• _Exercise directions_: Leave out the pictures and reproduce all of the data exactly.

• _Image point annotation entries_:
§

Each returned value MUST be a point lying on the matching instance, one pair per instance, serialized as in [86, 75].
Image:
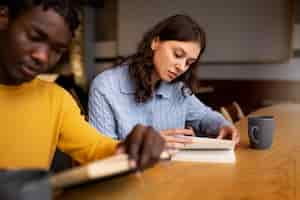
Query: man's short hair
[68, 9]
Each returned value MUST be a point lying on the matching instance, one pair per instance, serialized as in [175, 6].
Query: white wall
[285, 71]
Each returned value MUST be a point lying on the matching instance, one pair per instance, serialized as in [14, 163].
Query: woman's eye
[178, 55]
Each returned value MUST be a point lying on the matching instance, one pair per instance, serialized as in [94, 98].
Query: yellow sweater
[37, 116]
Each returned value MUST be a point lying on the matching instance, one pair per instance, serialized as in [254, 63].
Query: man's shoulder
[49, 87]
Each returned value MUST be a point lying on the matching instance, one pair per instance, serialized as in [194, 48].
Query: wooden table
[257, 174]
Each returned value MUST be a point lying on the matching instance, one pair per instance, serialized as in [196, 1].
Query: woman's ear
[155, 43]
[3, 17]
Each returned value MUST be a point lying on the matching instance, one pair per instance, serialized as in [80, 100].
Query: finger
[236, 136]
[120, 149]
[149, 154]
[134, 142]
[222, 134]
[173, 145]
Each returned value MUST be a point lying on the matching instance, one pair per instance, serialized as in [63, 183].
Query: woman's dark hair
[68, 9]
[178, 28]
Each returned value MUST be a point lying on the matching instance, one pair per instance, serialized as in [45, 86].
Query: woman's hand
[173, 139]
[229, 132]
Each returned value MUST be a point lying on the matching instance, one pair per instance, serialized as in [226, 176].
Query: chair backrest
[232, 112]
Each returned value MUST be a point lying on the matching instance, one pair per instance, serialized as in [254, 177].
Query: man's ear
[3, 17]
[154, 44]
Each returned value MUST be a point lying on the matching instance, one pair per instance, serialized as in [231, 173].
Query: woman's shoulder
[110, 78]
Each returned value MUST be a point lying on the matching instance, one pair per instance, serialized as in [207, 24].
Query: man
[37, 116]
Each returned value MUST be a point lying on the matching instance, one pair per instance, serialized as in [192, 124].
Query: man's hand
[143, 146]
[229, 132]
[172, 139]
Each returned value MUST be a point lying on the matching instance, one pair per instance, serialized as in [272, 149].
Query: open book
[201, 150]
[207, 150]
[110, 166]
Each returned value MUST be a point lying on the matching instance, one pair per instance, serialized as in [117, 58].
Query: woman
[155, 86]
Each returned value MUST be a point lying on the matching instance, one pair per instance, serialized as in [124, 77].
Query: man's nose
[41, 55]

§

• _Correct answer_:
Each returned value MUST be a point lying on the matching instance, one pair per instance, serialized as in [86, 75].
Image:
Query: man's short hair
[68, 9]
Each returned value MUST be a point lying on the matching instance, one pair per instance, serialized as in [175, 6].
Query: white wall
[285, 71]
Each returned value MUST be a point lying on the matching instance, one pair per instance, serialized as in [14, 163].
Query: woman's eye
[178, 55]
Each returned value MUST be a point lying on the matching instance, one pair per instance, serialized as in [94, 98].
Query: yellow sweater
[37, 116]
Each returned value MUST be a point lying on the matching instance, one pair per instance, serialized as in [254, 63].
Query: man's shoulder
[49, 87]
Each returned value MUST be a point lying on the matching instance, one pair per instance, serialized as in [194, 48].
Query: wooden table
[257, 174]
Each returned value MUST be a point lying on the matching instance, one pair per instance, serialized as in [196, 1].
Query: woman's ear
[155, 43]
[3, 17]
Each returned value MUST be a point lying on the matching instance, one pair per instance, serialized as in [80, 100].
Query: finger
[236, 136]
[120, 149]
[149, 154]
[134, 142]
[222, 134]
[173, 145]
Each returned value MUST be a point lying on the matching instance, one pair per instance, serialized as in [63, 183].
Query: woman's dark hair
[68, 9]
[178, 28]
Each returned value MUST be a point lying on the matching instance, one pair per instance, serialized as in [45, 86].
Query: woman's hand
[173, 139]
[229, 132]
Each returned value MUST be a point lying on the matching instance, one pair per instance, serialized as in [226, 176].
Query: chair backrest
[232, 112]
Each returned value MUST be a point lying on the matching instance, one pair per instance, serialized as in [254, 177].
Query: man's ear
[3, 17]
[154, 44]
Each returned value MUST be a point lying on the matching instance, one pair per instance, serialized as in [231, 173].
Query: woman's shoulder
[110, 78]
Each returned value MUST be a point lying on the matching instance, one pair per instance, serialized as in [207, 24].
Query: man
[37, 116]
Each returned value MUST be a point lying on the matching instance, one pair per instance, serialized as in [192, 124].
Query: man's hand
[143, 146]
[229, 132]
[172, 139]
Each returned value MUST be a point lying on the matching instance, one pair per instance, serialized as in [272, 149].
Query: open book
[201, 150]
[207, 150]
[110, 166]
Each returned value MUST be a point lying on the matching instance, one pair per instance, serialized as in [117, 58].
Query: woman
[155, 86]
Each returned value MUST be a point lying on the matching instance, one pair per instance, serialized as in [124, 77].
Query: man's nose
[41, 55]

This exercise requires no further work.